» **ENTRIES SUPPLIED**:
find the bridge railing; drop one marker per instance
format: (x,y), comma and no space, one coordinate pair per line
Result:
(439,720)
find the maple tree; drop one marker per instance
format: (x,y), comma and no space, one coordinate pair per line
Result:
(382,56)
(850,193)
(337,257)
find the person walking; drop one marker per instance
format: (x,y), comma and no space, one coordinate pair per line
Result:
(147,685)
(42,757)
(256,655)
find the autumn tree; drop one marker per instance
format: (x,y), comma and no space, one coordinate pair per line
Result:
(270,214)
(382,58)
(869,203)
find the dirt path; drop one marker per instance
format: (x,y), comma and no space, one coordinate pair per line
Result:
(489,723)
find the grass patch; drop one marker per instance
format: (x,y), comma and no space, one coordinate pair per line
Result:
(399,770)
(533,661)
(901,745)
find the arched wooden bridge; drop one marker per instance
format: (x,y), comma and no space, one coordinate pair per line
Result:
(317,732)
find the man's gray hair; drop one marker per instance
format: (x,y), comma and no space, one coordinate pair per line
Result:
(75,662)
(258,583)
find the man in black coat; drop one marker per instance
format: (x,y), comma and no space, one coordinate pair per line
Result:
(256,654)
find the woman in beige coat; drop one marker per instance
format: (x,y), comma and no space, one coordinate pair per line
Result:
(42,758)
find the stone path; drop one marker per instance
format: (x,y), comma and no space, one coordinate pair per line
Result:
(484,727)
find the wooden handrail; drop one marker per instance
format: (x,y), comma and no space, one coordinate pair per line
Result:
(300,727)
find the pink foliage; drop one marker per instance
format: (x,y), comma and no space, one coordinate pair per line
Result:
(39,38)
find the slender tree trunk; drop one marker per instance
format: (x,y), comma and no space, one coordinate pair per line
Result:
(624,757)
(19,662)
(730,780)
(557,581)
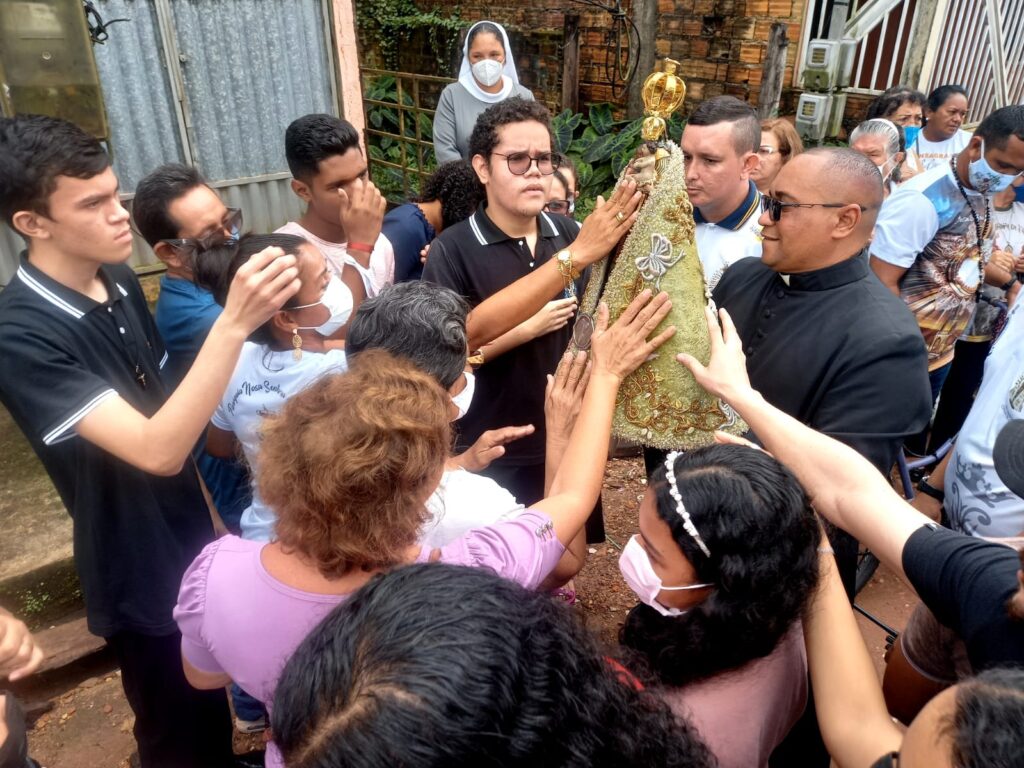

» **SET EXERCISE**: Copy out every line of the material above that contains the string "tree". Case counts.

» **CORRECT OUTPUT**:
find the maple tree; drop one marker per instance
find the autumn tree; drop one marker per instance
find the slender tree trunk; drop one marker per instance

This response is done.